▶ What to do
Exclude all pictures, then restate the entries below word for word.

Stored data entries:
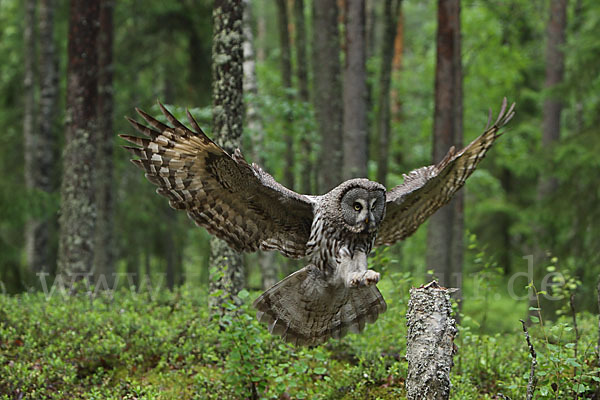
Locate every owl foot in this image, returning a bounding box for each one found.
[348,270,380,287]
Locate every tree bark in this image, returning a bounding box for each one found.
[293,0,313,194]
[375,0,401,187]
[210,0,245,311]
[406,281,457,400]
[342,0,368,180]
[530,0,567,321]
[426,0,463,297]
[37,0,59,272]
[243,0,277,291]
[94,0,115,286]
[57,0,100,280]
[390,7,404,122]
[243,0,264,166]
[276,0,295,189]
[538,0,567,199]
[23,0,42,275]
[313,0,343,193]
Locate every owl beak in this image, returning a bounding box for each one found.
[365,214,377,233]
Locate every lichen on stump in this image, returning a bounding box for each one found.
[406,281,457,400]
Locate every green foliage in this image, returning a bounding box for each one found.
[2,273,599,399]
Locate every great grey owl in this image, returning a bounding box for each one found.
[121,98,515,346]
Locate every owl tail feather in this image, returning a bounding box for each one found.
[252,264,387,346]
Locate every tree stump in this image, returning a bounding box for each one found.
[406,281,457,400]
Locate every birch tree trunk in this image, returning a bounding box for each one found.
[406,281,457,400]
[209,0,245,311]
[342,0,368,180]
[57,0,100,280]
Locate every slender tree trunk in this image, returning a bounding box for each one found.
[342,0,368,180]
[57,0,100,280]
[276,0,295,189]
[529,0,567,322]
[94,0,115,286]
[243,0,264,166]
[426,0,463,297]
[365,0,376,61]
[390,7,404,122]
[24,0,41,275]
[243,0,277,290]
[538,0,567,199]
[293,0,313,194]
[499,168,512,275]
[313,0,343,193]
[365,0,377,130]
[210,0,245,311]
[375,0,401,187]
[165,208,177,290]
[38,0,59,273]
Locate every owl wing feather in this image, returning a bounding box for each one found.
[375,98,515,246]
[120,102,314,258]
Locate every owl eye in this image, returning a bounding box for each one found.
[371,202,377,211]
[353,202,362,211]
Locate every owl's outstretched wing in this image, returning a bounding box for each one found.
[120,102,314,258]
[375,98,515,246]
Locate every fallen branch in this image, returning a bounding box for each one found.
[406,281,457,400]
[520,319,537,400]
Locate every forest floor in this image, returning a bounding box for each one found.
[1,276,599,399]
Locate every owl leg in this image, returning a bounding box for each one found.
[337,247,380,288]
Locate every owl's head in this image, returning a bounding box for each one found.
[336,179,386,234]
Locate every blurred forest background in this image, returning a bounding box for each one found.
[3,0,599,315]
[2,0,600,398]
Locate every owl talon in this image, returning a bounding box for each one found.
[347,270,380,287]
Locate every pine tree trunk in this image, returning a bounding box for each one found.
[538,0,567,199]
[94,0,116,286]
[529,0,567,322]
[57,0,100,280]
[313,0,343,193]
[375,0,401,187]
[426,0,463,297]
[390,7,404,121]
[342,0,368,180]
[293,0,313,194]
[209,0,245,311]
[276,0,295,189]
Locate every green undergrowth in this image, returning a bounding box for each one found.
[1,276,599,399]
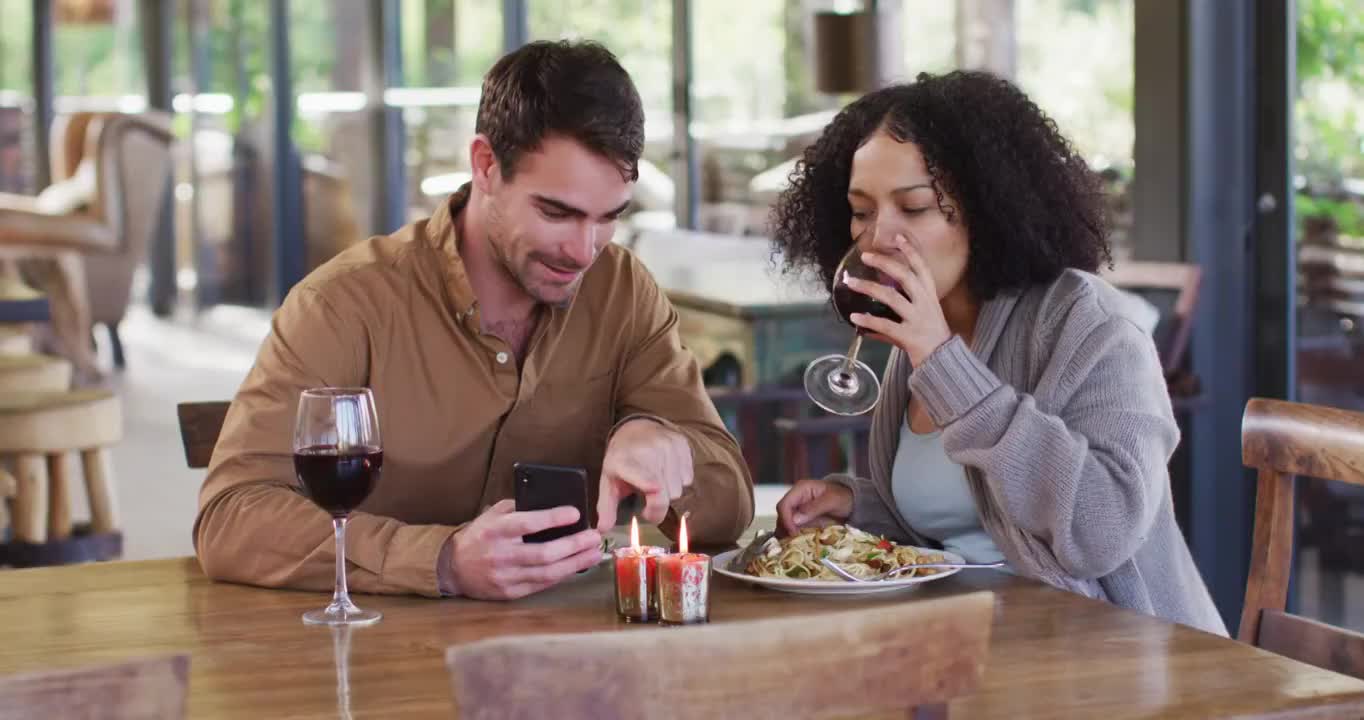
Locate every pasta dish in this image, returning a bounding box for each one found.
[744,525,945,581]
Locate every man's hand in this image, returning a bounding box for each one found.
[595,419,693,531]
[445,500,603,600]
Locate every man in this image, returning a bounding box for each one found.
[195,40,753,600]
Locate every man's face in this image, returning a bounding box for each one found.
[477,135,634,307]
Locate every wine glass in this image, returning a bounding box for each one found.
[294,387,383,626]
[803,230,904,415]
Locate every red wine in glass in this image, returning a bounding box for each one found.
[294,387,383,626]
[804,228,916,415]
[295,446,383,517]
[831,282,902,325]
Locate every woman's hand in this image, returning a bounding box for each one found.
[845,234,953,367]
[775,479,853,537]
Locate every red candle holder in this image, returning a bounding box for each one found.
[657,551,712,625]
[657,513,711,624]
[613,545,665,622]
[613,517,666,622]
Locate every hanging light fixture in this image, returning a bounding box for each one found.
[812,1,878,95]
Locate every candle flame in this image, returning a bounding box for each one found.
[679,513,689,554]
[630,516,640,551]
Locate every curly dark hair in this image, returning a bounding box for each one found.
[770,71,1111,300]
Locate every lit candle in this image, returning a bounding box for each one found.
[613,516,666,622]
[657,514,711,625]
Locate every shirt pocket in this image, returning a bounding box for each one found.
[520,370,617,465]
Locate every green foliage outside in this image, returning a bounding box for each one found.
[0,0,1355,218]
[1295,0,1364,237]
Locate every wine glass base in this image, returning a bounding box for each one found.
[804,354,881,416]
[303,601,382,627]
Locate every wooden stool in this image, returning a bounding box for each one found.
[0,354,72,393]
[0,389,122,567]
[0,329,33,355]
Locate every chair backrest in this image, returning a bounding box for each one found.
[1240,398,1364,679]
[1102,261,1202,375]
[90,112,176,327]
[447,591,994,720]
[774,414,872,482]
[50,112,103,184]
[177,401,231,469]
[0,654,189,720]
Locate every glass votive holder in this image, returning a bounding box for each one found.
[613,545,666,622]
[657,552,711,625]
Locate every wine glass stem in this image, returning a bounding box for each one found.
[332,517,352,610]
[841,333,864,375]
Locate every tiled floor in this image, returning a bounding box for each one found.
[102,304,273,560]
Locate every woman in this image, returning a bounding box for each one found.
[770,71,1225,635]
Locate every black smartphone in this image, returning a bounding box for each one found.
[512,462,591,544]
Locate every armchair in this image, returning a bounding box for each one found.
[0,111,174,373]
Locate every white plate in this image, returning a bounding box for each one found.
[712,547,964,595]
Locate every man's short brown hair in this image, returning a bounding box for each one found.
[476,40,645,182]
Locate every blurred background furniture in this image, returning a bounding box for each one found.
[0,388,123,567]
[0,654,188,720]
[0,111,174,373]
[1240,398,1364,680]
[629,228,887,485]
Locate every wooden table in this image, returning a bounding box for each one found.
[4,555,1364,719]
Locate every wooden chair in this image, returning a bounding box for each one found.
[1240,398,1364,680]
[0,389,123,566]
[0,654,189,720]
[1293,340,1364,620]
[706,385,806,484]
[774,413,871,483]
[446,591,995,720]
[176,401,231,470]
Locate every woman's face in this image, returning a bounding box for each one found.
[847,127,970,301]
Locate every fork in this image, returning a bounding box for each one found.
[820,557,1006,582]
[727,530,775,572]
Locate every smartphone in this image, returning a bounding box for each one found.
[512,462,591,544]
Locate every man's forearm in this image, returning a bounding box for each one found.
[195,483,458,597]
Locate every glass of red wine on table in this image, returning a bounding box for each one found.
[803,227,909,416]
[294,387,384,626]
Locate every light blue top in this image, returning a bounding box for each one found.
[890,419,1007,566]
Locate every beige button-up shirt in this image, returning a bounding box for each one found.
[195,187,754,596]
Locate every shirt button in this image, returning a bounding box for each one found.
[495,352,509,365]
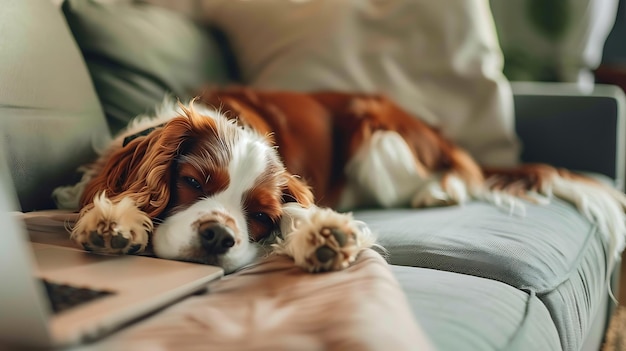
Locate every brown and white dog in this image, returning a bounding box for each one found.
[54,88,626,274]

▶ Reply
Locate every owl foot in this image, returning a bounding box for each one found.
[348,270,380,287]
Locate every tree bark in this image, returning a bounding box for each one found.
[293,0,313,194]
[375,0,401,187]
[210,0,245,311]
[406,281,457,400]
[342,0,368,180]
[530,0,567,321]
[426,0,463,297]
[37,0,59,272]
[243,0,277,291]
[94,0,115,286]
[57,0,100,280]
[390,7,404,122]
[243,0,264,166]
[276,0,295,189]
[538,0,567,199]
[23,0,42,275]
[313,0,343,193]
Locate every owl beak in this image, returning a bounding box for each one found.
[365,214,377,233]
Locate every lichen on stump in this image, returning a bounding box for each one found.
[406,281,457,400]
Locate every green foliage in this image, returning a bounding box for each one found.
[2,273,599,399]
Locate every great grey owl in this image, returning a bounding box for each one found.
[121,98,515,346]
Locate every owl tail feather in this image, returning a bounding box for each one found.
[252,264,387,346]
Locate every tree stump in this image, returning a bounding box for each one found.
[406,281,457,400]
Locate every birch tree trunk in this image, returning a bounding box for each one found.
[406,281,457,400]
[209,0,245,311]
[342,0,368,180]
[57,0,100,280]
Locate every slender tree trunk in this image, returning a bounding box for each one found.
[342,0,368,180]
[57,0,100,280]
[276,0,295,189]
[529,0,567,322]
[94,0,115,286]
[243,0,264,166]
[426,0,463,297]
[365,0,376,61]
[390,7,404,122]
[24,0,41,275]
[243,0,277,290]
[538,0,567,199]
[293,0,313,194]
[499,168,512,275]
[313,0,343,193]
[365,0,377,130]
[210,0,245,311]
[375,0,401,187]
[165,208,177,290]
[38,0,59,273]
Locate every owl wing feather in this image, returning a bounding box for each one found.
[375,98,515,246]
[120,102,314,258]
Locate every owl eye in this image, returning a bounding box for each one found.
[371,202,377,211]
[353,202,362,211]
Locate every owl's outstretched wing in this image, returning a bounding box for each one found.
[120,102,314,258]
[375,98,515,246]
Locate every fallen branch in this image, returning a bounding box for each one found.
[406,281,457,400]
[520,319,537,400]
Locate every forest floor in this image, returning a bounding box for each one found.
[1,276,599,399]
Locate every owl leg in this image, returning a bounding box for each one found.
[337,247,380,288]
Locate every owl's head in this image, returning a bounding box for each one found.
[336,179,386,234]
Locate every blurred forest background in this image, returning a bounding box for each one found.
[3,0,599,315]
[2,0,600,398]
Locate every owl talon in this image, returning a bounding box for each one found.
[347,270,380,287]
Locate every pine tree trunk in this image, returning a bounding box for each one found.
[538,0,567,199]
[94,0,116,286]
[529,0,567,322]
[57,0,100,280]
[313,0,343,193]
[375,0,401,187]
[426,0,463,297]
[390,7,404,121]
[342,0,368,180]
[293,0,313,194]
[209,0,245,311]
[276,0,295,189]
Locate every green undergrowth in this image, returning a bounding box for each one found.
[1,276,599,399]
Locate every pasta dish in this image, returning a bounding box for each one found.
[744,525,945,581]
Locate every man's hand in this image, returning a bounding box for each one found.
[595,419,693,531]
[445,500,603,600]
Locate every man in this image, returning a bounding box for each one found.
[195,40,753,600]
Locate every man's face in this image, returning a bounding box for each one found.
[477,135,634,307]
Locate every wine glass in this image, returning a bounding box for each one found.
[294,387,383,626]
[803,230,904,415]
Locate every red wine in glass in this image, returning a bounding box for each one found.
[294,387,383,626]
[804,228,916,415]
[295,446,383,517]
[831,282,902,325]
Locate every woman's hand in this image, returning a bounding box for each one found.
[845,234,953,367]
[775,479,853,537]
Locate every red candle holder in this image, returning a bounding box for each one found.
[657,551,712,625]
[657,513,711,624]
[613,545,665,622]
[613,517,666,622]
Locate every hanging light fixture in this image, returning a bounding box for each one found.
[812,1,878,95]
Locate every candle flame in this image, returning a bounding box for each one found.
[679,513,689,554]
[630,516,640,551]
Locate every curly dark hair in this image, returning a bounding box for each one found.
[770,71,1111,300]
Locate every lit candle in this image, returning a bounding box for each one found.
[613,516,666,622]
[657,514,711,625]
Locate every shirt pocket in this image, returning a bounding box for each one found.
[520,370,617,465]
Locate every green foliage outside in this image, returning a bounding box for each one found.
[0,0,1355,218]
[1295,0,1364,237]
Locate every wine glass base in this image, returning a bounding box for each one found.
[804,354,881,416]
[303,601,382,627]
Locate every wooden stool in this image, returning a bounding box for each one found.
[0,354,72,393]
[0,389,122,567]
[0,329,33,355]
Locate every chair backrest in this image, returning a bounding box for each one found.
[1240,398,1364,679]
[1102,261,1202,375]
[90,112,176,327]
[447,591,994,720]
[774,414,872,482]
[50,112,103,184]
[177,401,231,469]
[0,654,189,720]
Locate every glass votive holder in this image, returning a bounding box for each one found.
[613,545,666,622]
[657,552,711,625]
Locate every wine glass stem in this image, returning a bounding box for each one found.
[332,517,352,610]
[841,333,864,375]
Locate every tiled floor in this image, returning a bounding box for each one found.
[102,304,273,560]
Locate every woman in this image, returning a bounding box for each one found.
[770,71,1225,635]
Locate every black smartphone in this image, returning a bounding box for each one found.
[512,462,591,544]
Locate every armchair in this image, returning a bounding box for each one found.
[0,111,174,373]
Locate every white plate in this image, returning a bounding box for each one found.
[712,547,964,595]
Locate every man's short brown hair in this image, returning a bounding box for each one found.
[476,40,645,182]
Locate every blurred background furniture in this image, returning a bounding box for each one found.
[0,388,123,567]
[0,654,188,720]
[0,111,174,373]
[1240,398,1364,680]
[629,228,887,485]
Locate every wooden table in this image, returning a bounding box for each one found.
[4,555,1364,719]
Locate every wooden chair in this image, returning a bounding box for each one found.
[1240,398,1364,680]
[0,389,123,566]
[0,654,189,720]
[1293,340,1364,620]
[706,385,806,484]
[774,413,871,483]
[446,591,995,720]
[176,401,231,470]
Locate every woman's face in this image, returning a bounding box for each one found.
[847,127,970,301]
Locate every fork in this image, returning a bounding box for each one found.
[820,557,1006,582]
[727,530,775,572]
Locate every smartphone in this image, returning a bounding box for each one found.
[512,462,591,544]
Locate every man's forearm in this image, returning a bounding box for each one found.
[195,483,458,597]
Locate every glass of red wine on table in this image, returning a bounding box for each one found.
[803,227,909,416]
[294,387,384,626]
Locate every light blue top in this image, returning a bounding box for each one found.
[890,419,1007,566]
Locate every beige button-up shirt in this image, returning a bounding box for each one found.
[195,187,754,596]
Locate every shirt button in this image, returning a bounding box for each one found.
[495,352,509,365]
Locate every brown and white dog in this image, returning a bounding box for each one found.
[54,88,626,274]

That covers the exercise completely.